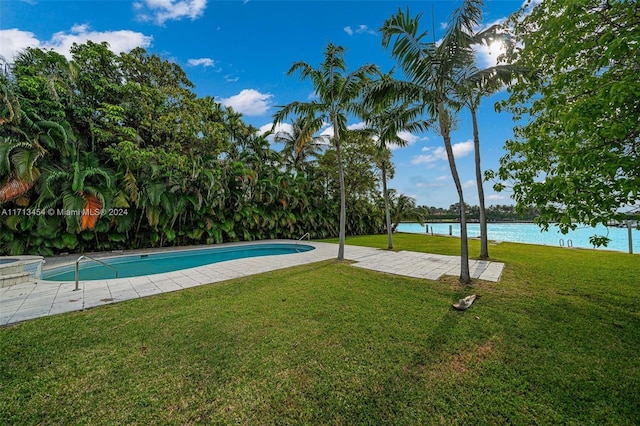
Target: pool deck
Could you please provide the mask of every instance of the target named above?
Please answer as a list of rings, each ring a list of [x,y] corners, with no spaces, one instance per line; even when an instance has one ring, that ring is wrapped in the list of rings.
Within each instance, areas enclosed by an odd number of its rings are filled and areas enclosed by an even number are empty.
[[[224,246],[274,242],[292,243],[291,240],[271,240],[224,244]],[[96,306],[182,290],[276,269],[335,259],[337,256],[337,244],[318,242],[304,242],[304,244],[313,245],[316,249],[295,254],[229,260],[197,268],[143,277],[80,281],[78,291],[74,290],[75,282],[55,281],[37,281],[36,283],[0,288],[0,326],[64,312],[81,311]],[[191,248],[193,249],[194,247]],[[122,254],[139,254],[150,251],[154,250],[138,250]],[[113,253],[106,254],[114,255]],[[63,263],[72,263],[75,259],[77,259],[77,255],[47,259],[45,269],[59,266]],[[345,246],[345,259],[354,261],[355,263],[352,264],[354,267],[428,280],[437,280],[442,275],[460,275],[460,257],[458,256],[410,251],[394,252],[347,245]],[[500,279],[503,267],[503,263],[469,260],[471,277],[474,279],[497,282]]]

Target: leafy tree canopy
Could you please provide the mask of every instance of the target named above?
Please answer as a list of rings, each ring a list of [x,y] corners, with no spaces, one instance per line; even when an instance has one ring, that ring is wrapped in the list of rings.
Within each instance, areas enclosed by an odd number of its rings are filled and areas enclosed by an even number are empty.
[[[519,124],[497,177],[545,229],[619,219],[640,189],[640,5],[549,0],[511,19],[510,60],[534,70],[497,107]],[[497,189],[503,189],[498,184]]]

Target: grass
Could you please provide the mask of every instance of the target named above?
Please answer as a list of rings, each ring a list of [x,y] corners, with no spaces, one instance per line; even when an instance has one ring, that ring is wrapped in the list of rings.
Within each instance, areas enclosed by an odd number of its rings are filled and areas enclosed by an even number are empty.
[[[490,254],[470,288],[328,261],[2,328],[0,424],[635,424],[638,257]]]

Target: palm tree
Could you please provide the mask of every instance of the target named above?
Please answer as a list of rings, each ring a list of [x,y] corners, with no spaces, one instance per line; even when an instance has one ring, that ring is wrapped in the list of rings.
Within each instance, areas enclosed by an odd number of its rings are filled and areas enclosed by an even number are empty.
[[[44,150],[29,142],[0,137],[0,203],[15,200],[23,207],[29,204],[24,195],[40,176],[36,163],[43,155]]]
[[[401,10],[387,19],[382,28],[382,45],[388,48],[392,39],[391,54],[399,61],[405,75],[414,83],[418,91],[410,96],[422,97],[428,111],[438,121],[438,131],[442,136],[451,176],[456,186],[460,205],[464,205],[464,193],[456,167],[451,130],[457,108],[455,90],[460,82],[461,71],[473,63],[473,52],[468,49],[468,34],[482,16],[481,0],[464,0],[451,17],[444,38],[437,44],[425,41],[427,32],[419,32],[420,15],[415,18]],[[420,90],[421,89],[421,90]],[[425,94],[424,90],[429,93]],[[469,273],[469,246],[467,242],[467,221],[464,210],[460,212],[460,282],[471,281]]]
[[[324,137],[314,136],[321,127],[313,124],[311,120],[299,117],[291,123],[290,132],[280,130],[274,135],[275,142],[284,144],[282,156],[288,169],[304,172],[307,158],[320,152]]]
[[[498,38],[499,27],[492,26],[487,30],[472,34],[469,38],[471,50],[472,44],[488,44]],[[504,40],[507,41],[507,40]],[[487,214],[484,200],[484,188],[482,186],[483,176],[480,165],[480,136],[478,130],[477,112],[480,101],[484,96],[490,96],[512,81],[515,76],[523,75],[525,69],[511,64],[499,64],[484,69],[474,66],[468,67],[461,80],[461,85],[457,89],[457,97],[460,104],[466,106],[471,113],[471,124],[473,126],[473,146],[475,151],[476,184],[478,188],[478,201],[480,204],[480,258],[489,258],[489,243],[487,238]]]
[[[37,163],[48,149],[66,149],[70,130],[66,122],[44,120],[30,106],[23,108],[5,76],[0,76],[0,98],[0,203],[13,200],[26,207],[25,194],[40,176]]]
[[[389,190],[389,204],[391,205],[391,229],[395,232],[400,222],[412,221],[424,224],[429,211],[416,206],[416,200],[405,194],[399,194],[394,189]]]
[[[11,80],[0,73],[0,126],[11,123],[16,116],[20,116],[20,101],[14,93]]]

- - - - - - -

Reproduce every line above word for word; no images.

Target: pool deck
Could you please provide the mask of every instance of the target named above?
Please answer as a list of rings, each ring a list of [x,y] corners, with no spaces, one instance per line; even when an instance has one ring, that ring is wrapped in the list of rings.
Within each instance, areas enclosed by an odd number of its rings are filled and areas enclosed by an even number are empty.
[[[224,246],[274,242],[292,243],[291,240],[271,240],[224,244]],[[96,306],[182,290],[276,269],[335,259],[337,256],[337,244],[318,242],[304,242],[304,244],[313,245],[316,249],[295,254],[229,260],[197,268],[143,277],[80,281],[78,291],[74,290],[75,282],[55,281],[37,281],[36,283],[0,288],[0,326],[64,312],[81,311]],[[191,248],[193,249],[194,247]],[[122,254],[139,254],[150,251],[154,250],[138,250]],[[113,253],[106,254],[114,255]],[[63,263],[72,263],[75,259],[77,259],[77,255],[47,259],[45,269],[59,266]],[[345,246],[345,259],[354,261],[355,263],[352,264],[354,267],[428,280],[437,280],[442,275],[460,275],[460,257],[458,256],[410,251],[394,252],[347,245]],[[500,279],[503,267],[503,263],[469,260],[471,277],[474,279],[497,282]]]

Target: leafy tree canopy
Could you please provide the mask of every instance of the target named above?
Please answer as a list of rings, each ring a list of [x,y] corners, with no spaces, one instance per line; even when an instance has one ring, that ring is wrapped in the list of rings.
Within each instance, areas enclosed by an odd number of its rings are filled and areas enclosed by an even number are empty.
[[[519,124],[497,177],[545,229],[619,219],[640,189],[640,5],[549,0],[511,19],[510,60],[534,70],[497,107]],[[497,189],[503,189],[498,184]]]

Target: grass
Could you please provide the mask of every instance of the target named above?
Please answer as a list of rings, each ring a list of [x,y] corners, with no spaces, one instance per line; even when an instance has one ring, that ring is wrapped in the list of rings.
Within each instance, areas enclosed by an odd number of its rings are filled and areas enclosed by an even number are empty.
[[[490,254],[470,288],[328,261],[2,328],[0,424],[635,424],[638,257]]]

Target: palm tree
Could you please provide the mask of every instance of the target named above?
Please answer as a list of rings, each ring a list of [x,y] corners, with no spaces, one instance per line; even when an instance has one ring, that ring is wrapped in the list of rings.
Within each instance, areas enclosed by an odd number of its rings are filled and areas enclosed by an even number are empty.
[[[44,150],[29,142],[0,137],[0,203],[15,200],[23,207],[29,204],[24,195],[40,176],[36,163],[43,155]]]
[[[401,10],[387,19],[382,28],[382,45],[388,48],[392,39],[391,54],[399,61],[405,75],[414,83],[418,91],[410,96],[422,97],[428,111],[438,121],[438,131],[442,136],[451,176],[456,186],[460,205],[464,205],[464,193],[456,167],[451,130],[457,108],[455,90],[460,82],[461,71],[473,63],[473,52],[468,49],[468,34],[482,16],[481,0],[464,0],[451,17],[444,38],[437,44],[425,41],[427,32],[419,32],[420,15],[415,18]],[[420,90],[421,89],[421,90]],[[425,94],[424,90],[429,93]],[[469,273],[469,246],[467,242],[467,221],[464,210],[460,212],[460,282],[471,281]]]
[[[324,137],[314,136],[321,127],[313,124],[311,120],[299,117],[291,123],[290,132],[280,130],[274,135],[275,142],[284,144],[282,156],[288,169],[304,172],[307,158],[320,152]]]
[[[498,38],[499,27],[492,26],[487,30],[472,34],[469,38],[471,50],[472,44],[488,44]],[[504,40],[507,41],[507,40]],[[487,214],[484,200],[484,188],[482,186],[483,176],[480,165],[480,136],[478,130],[477,112],[480,101],[484,96],[490,96],[512,81],[515,76],[523,75],[525,69],[511,64],[499,64],[484,69],[474,66],[468,67],[461,80],[461,85],[457,89],[457,97],[460,104],[466,106],[471,113],[471,124],[473,126],[473,146],[475,151],[476,184],[478,188],[478,201],[480,204],[480,258],[489,258],[489,243],[487,238]]]
[[[37,163],[48,149],[66,149],[70,130],[66,122],[44,120],[30,106],[23,108],[5,76],[0,76],[0,98],[0,203],[13,200],[26,207],[25,194],[40,176]]]
[[[389,190],[389,204],[391,205],[391,229],[395,232],[400,222],[412,221],[424,224],[429,211],[416,206],[416,200],[405,194],[399,194],[394,189]]]
[[[11,80],[0,73],[0,126],[11,123],[16,116],[20,116],[20,101],[14,93]]]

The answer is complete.